* _The task_
For the data below, give again exactly the lines from the one containing "positive clicks: (775, 16)" through the one containing "positive clicks: (151, 372)", both ends included, and no others.
-- Opening Marker --
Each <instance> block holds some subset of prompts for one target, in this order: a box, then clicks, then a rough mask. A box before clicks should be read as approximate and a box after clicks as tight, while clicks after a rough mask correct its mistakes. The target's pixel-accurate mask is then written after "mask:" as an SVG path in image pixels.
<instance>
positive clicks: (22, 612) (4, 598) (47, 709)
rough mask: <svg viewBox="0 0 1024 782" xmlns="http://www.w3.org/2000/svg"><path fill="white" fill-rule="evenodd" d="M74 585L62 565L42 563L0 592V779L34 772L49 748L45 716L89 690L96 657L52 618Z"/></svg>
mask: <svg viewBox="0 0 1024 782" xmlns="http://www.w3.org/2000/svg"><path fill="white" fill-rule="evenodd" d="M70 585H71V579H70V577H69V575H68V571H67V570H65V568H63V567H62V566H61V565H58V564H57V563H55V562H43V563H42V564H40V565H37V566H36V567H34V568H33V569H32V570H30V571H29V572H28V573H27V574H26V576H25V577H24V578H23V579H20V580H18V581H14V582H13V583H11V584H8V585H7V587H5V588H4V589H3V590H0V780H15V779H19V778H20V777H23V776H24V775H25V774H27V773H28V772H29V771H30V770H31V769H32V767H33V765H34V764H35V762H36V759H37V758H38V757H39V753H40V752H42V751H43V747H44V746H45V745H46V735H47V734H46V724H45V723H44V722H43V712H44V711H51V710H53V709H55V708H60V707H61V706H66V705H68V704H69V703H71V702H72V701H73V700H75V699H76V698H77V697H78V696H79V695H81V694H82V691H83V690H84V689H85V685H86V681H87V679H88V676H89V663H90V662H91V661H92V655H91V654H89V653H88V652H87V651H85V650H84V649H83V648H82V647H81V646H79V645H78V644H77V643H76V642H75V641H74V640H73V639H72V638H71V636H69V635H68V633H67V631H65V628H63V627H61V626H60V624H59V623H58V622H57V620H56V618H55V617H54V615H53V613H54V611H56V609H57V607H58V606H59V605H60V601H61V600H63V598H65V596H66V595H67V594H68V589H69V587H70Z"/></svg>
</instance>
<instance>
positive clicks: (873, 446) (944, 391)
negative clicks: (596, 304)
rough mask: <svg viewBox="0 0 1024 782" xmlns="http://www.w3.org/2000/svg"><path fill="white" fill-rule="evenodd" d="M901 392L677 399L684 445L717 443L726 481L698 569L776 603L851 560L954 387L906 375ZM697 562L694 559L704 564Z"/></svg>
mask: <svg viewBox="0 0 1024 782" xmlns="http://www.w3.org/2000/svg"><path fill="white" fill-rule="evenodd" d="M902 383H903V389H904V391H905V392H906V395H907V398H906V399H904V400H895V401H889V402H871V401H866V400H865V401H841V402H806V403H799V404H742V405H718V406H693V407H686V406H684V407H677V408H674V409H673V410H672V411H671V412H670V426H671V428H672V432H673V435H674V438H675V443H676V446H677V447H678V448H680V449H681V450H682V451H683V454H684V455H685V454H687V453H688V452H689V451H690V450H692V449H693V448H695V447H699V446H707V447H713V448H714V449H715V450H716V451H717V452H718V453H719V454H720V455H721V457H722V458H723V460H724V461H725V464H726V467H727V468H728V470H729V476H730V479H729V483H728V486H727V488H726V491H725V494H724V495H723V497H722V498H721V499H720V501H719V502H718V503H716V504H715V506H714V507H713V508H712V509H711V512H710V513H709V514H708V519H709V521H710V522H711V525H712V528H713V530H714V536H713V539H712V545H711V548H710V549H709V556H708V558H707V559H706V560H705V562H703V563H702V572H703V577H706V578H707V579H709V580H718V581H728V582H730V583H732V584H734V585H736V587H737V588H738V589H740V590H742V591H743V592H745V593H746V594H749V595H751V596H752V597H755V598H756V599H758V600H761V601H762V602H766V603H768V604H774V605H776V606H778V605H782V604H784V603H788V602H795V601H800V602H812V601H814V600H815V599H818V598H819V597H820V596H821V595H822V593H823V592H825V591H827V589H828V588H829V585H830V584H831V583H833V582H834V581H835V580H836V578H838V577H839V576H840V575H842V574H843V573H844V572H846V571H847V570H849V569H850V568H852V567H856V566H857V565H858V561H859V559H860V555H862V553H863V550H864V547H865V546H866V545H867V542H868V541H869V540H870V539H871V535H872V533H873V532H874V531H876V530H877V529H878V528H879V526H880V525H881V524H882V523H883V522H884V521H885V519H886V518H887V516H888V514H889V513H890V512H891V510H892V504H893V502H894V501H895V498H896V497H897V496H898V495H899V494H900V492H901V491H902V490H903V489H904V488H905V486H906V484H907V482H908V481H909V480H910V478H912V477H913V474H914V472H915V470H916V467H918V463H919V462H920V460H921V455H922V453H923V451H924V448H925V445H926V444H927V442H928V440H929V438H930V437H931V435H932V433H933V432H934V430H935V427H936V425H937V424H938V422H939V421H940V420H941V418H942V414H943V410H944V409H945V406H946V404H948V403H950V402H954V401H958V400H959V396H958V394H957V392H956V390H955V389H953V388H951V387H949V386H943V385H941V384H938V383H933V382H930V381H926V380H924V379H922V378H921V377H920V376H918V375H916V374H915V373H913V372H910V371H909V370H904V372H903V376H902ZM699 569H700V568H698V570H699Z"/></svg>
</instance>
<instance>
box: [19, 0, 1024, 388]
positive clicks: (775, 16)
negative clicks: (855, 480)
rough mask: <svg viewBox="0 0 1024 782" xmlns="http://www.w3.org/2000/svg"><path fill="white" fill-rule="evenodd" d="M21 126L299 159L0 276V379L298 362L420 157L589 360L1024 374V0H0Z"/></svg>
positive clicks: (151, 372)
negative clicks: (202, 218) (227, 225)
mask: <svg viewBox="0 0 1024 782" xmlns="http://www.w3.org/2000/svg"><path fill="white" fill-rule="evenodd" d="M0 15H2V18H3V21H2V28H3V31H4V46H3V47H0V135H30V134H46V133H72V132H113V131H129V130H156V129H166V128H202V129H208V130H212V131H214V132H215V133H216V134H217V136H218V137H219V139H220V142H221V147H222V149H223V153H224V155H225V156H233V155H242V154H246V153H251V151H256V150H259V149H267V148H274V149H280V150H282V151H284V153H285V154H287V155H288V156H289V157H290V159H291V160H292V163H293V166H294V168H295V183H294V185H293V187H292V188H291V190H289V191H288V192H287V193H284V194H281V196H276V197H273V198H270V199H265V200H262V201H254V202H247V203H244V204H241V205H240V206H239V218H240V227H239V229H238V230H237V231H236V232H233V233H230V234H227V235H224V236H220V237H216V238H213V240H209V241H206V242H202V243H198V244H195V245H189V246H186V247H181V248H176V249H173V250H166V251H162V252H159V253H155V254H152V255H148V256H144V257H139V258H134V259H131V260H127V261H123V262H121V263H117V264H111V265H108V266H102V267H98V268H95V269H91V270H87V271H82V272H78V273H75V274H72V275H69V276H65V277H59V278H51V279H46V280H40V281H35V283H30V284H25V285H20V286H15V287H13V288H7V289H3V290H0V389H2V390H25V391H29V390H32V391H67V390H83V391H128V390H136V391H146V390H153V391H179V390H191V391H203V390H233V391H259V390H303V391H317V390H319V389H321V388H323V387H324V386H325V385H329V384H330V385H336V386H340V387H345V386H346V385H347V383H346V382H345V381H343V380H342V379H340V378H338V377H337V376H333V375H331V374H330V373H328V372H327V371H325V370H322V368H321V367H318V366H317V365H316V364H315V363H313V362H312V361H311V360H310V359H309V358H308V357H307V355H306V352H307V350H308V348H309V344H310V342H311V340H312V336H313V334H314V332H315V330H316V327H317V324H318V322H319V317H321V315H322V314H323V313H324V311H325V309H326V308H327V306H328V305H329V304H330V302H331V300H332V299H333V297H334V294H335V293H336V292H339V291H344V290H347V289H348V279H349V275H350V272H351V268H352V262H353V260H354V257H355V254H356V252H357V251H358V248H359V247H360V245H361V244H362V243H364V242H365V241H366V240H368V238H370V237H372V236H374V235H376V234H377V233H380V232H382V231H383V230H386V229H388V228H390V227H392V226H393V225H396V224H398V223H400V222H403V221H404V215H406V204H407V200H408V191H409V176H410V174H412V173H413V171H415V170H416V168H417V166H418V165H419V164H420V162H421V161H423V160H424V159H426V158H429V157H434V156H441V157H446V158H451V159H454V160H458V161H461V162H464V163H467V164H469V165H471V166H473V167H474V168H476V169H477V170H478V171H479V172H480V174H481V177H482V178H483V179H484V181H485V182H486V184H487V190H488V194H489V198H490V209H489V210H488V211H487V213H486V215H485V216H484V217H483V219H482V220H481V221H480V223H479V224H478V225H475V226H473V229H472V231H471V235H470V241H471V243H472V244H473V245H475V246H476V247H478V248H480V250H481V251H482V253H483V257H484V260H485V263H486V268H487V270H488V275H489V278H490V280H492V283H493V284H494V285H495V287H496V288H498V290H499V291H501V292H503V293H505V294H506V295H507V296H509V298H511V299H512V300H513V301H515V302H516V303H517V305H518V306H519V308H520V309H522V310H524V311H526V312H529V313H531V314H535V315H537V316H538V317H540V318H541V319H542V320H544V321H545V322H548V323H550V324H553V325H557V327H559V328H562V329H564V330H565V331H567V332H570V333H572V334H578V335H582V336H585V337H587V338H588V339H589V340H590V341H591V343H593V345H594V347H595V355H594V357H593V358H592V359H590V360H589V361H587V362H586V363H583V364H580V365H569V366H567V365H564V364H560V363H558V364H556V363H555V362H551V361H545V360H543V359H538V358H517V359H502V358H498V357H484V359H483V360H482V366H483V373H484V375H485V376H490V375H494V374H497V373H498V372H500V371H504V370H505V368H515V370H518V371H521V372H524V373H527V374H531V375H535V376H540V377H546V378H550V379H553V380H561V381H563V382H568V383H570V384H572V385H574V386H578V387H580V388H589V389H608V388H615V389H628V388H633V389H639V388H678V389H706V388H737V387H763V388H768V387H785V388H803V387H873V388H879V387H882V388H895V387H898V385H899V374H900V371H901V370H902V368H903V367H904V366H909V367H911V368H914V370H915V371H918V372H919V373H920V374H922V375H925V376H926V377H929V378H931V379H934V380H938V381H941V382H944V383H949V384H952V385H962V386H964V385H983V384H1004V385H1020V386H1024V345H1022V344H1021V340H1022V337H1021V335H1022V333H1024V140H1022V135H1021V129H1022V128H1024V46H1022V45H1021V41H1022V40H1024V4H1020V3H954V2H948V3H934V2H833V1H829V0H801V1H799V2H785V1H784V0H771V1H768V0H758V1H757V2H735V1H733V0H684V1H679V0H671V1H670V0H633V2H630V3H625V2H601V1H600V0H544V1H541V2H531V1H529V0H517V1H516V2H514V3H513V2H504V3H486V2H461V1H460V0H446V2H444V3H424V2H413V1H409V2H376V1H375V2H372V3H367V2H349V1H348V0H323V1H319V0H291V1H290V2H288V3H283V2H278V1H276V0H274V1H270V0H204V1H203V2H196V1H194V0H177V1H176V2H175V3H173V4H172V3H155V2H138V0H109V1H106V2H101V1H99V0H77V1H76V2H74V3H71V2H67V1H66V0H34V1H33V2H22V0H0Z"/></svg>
-- Closing Marker --
* _Result_
positive clicks: (775, 16)
negative clicks: (855, 480)
rough mask: <svg viewBox="0 0 1024 782" xmlns="http://www.w3.org/2000/svg"><path fill="white" fill-rule="evenodd" d="M21 126L299 159L0 276V379L298 362L420 157L589 360L1024 374V0H0Z"/></svg>
positive clicks: (151, 372)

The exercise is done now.